THE TASKS:
[1] According to the Booksmart article, which actor plays Ryan, Amy's crush?
[2] Reproduce the Booksmart article from "It’s also the" up to and including "to find Molly.".

EXTRACT PROVIDED:
START
Olivia Wilde’s directorial debut, “Booksmart” starring Kaitlyn Dever and Beanie Feldstein, is, at its core, a film about friendship and self-discovery.

Dever and Feldstein play best friends Amy and Molly, who are about to graduate from high school. Their crowning achievement is that they’ve gotten accepted to the best colleges in the country. Then they learn that their classmates who partied their way through high school also got admitted to top universities. With one day left before they graduate, Amy and Molly make it their mission to attend at least one party.

When they finally make it to the house party, after many misadventures, Wilde takes a big directorial risk in the film.

“It’s a tonal shift,” Wilde explains about the movie switching from a broad comedy to more of a drama, during an emotional interaction between its leads. Amy sees her crush, Ryan (Victoria Ruesga), kissing someone else, Nick (Mason Gooding).

It’s also the first time Amy becomes separated from Molly. “It was a great opportunity to isolate Amy,” says Wilde of the co-dependent friendship.

As Amy discovers Nick and her crush Ryan together, Wilde switches to a long take, following Amy from the pool into the house as she tries to find Molly.

Wilde breaks down the scene and describes how stripping sound allowed the audience to project their own personal experiences into Molly and Amy’s space and argument.

Amy and the Pool Scene:

That is what the experience of adolescence was like for me. One moment it’s extreme laughter and happiness, the next is this moment of extreme pain and confusion. That is my emotional memory of my teenage years. It happens throughout your life, but there is an intensity and heightened emotions. I really wanted to go for it and not allow ourselves to make jokes for a bit. I really wanted to take advantage of this incredible talent that we have on the screen. They’re so versatile, and they’re so capable of dramatic realism and emotional depth as well as hilarious laughs and comedy.

I had dreams about how we’d shoot it and every bit you see was a risk in a way in a movie like this. I’m grateful because there are studios that wouldn’t let me execute this sequence the way that I wanted to. When you see it finished, it works. But when prepping and you’re describing it, people get nervous.

Originally, in the script, Amy jumps in the pool and is devastated to see Ryan with Nick. I thought, “What if Amy in the pool is an opportunity to isolate her in the way we’ve had to isolate Molly with the dance fantasy sequence?”
END
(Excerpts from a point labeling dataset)
START
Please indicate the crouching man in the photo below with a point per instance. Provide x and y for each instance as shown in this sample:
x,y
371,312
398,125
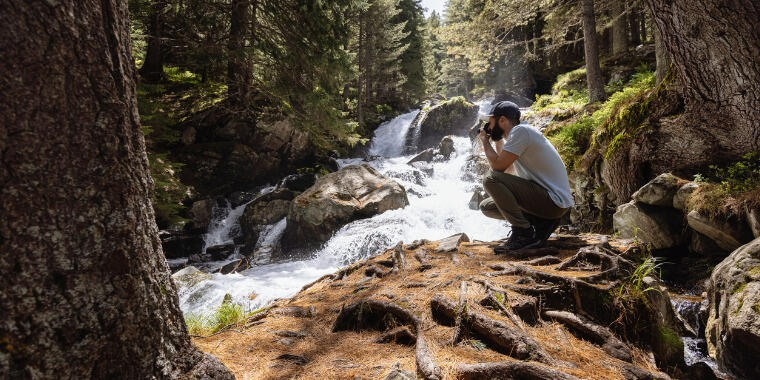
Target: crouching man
x,y
538,194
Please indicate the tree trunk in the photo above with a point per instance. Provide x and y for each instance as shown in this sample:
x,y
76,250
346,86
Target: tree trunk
x,y
152,69
619,28
715,49
238,65
85,290
593,71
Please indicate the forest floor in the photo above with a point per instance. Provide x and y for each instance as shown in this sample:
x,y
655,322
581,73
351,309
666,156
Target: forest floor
x,y
294,338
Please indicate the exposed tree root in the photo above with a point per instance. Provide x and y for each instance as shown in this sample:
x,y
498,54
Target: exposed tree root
x,y
400,335
374,315
510,370
496,334
426,365
459,331
592,332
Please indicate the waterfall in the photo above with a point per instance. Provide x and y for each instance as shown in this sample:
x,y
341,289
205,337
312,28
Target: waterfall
x,y
438,207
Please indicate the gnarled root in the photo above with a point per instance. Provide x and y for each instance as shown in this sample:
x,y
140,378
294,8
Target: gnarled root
x,y
374,315
426,365
496,334
510,370
594,333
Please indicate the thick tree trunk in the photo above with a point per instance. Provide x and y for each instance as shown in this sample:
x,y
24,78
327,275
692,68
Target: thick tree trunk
x,y
715,49
619,27
593,71
152,69
238,65
85,290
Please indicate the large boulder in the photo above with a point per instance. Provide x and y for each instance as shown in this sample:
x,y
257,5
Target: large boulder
x,y
726,235
659,191
658,227
453,117
354,192
733,324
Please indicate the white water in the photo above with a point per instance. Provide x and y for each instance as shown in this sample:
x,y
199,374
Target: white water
x,y
438,207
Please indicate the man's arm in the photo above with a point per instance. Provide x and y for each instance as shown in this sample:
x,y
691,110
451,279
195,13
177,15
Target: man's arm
x,y
500,161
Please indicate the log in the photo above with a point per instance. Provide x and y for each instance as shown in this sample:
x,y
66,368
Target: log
x,y
496,334
592,332
426,365
510,370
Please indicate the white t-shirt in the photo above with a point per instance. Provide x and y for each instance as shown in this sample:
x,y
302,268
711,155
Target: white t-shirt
x,y
539,162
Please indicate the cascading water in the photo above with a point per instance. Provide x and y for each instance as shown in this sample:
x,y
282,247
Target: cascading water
x,y
438,207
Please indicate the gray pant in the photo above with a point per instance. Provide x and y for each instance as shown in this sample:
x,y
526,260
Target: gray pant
x,y
511,197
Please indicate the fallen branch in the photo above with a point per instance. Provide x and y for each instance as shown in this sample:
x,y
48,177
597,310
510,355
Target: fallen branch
x,y
510,370
496,334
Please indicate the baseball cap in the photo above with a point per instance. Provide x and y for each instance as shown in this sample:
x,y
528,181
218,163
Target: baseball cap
x,y
503,108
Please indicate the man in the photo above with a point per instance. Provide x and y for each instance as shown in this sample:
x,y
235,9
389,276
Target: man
x,y
538,194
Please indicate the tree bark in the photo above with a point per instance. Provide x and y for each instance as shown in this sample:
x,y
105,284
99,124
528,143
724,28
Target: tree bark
x,y
238,64
619,28
152,69
593,71
85,290
715,49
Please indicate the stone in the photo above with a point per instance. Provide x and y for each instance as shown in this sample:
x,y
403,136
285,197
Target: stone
x,y
733,322
727,236
451,243
477,197
178,244
201,213
453,117
220,252
446,147
352,193
424,156
659,191
753,219
298,182
683,194
189,276
658,227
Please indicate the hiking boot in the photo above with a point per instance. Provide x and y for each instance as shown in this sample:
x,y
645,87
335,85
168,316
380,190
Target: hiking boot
x,y
519,239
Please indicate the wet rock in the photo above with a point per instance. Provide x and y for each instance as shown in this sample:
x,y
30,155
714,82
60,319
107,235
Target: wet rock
x,y
659,191
682,195
451,243
180,244
660,227
446,147
298,182
727,236
453,117
221,251
189,276
733,325
352,193
424,156
201,213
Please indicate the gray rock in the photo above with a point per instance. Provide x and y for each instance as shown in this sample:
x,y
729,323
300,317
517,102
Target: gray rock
x,y
727,236
753,219
189,276
659,191
201,213
446,147
733,323
451,243
352,193
683,194
658,227
424,156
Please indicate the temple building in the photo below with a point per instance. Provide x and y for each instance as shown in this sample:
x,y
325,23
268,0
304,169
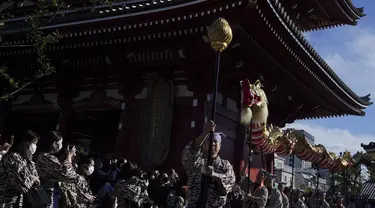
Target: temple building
x,y
135,77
END
SOLVED PROBLEMS:
[1] Victoria Ruesga

[2]
It’s also the first time Amy becomes separated from Molly. “It was a great opportunity to isolate Amy,” says Wilde of the co-dependent friendship.

As Amy discovers Nick and her crush Ryan together, Wilde switches to a long take, following Amy from the pool into the house as she tries to find Molly.